- What to produce:
Everything from the line containing "of the rolling" through the last line of the data below should be given again exactly, both end lines included and nothing more.
───── Dataset
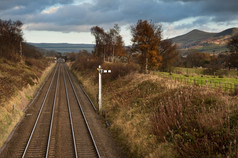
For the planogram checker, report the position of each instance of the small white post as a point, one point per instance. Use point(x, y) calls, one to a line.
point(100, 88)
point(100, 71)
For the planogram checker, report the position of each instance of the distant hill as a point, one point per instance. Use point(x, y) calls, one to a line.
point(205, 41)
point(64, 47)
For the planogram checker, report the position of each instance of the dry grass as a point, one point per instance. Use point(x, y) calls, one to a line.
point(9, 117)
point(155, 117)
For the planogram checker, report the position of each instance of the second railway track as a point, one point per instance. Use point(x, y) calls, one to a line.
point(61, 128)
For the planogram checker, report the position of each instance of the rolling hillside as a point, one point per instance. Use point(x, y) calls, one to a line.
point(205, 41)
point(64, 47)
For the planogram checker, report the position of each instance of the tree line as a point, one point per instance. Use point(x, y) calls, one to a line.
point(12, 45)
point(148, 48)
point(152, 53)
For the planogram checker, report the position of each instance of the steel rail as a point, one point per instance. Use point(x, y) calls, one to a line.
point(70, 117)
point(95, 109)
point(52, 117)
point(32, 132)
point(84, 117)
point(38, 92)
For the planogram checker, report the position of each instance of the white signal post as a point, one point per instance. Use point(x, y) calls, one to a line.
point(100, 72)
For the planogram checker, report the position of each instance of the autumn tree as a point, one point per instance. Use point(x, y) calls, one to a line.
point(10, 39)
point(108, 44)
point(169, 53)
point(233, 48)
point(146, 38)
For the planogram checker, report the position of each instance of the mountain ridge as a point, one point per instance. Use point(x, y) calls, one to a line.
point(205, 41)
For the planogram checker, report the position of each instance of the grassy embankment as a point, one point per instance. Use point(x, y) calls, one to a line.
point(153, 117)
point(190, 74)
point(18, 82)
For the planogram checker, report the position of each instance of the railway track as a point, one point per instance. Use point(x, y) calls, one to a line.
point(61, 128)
──────────
- Exercise solution:
For the planogram checker, report the position of each instance of the rolling hillside as a point, one point per instance. Use point(x, y) calls, one to a line.
point(205, 41)
point(64, 47)
For the planogram checker, report the position of each instance of the tree line as a point, one point per instance. Use point(x, y) calls, one to a line.
point(12, 45)
point(148, 48)
point(152, 53)
For the planogram checker, report the position of each instance of the steel rail as a point, one point per instance. Use point(x, y) calls, one to a line.
point(70, 117)
point(95, 109)
point(52, 117)
point(32, 132)
point(84, 117)
point(38, 92)
For the planogram checker, report the position of each instance of the white signal post as a point, one point per instance. Use point(x, y) calls, one to a line.
point(100, 72)
For the planogram checker, report the position of each instance of the autumn tree as a point, one point per instance. Use point(x, y) calls, one to a line.
point(10, 39)
point(108, 44)
point(169, 53)
point(233, 48)
point(146, 38)
For the planogram checker, report the position of each instance of the mountain ridge as a point, one point per instance. Use point(x, y) calls, one to a line.
point(205, 41)
For the planogram checker, report the position of each instance of the grassy embankment as a point, one point per instance. Use point(x, y) calls, one to a line.
point(153, 117)
point(190, 74)
point(18, 82)
For the planogram checker, report the position of each instance of the railway track as a point, one point per instance. Use point(x, y) calls, one to a line.
point(61, 128)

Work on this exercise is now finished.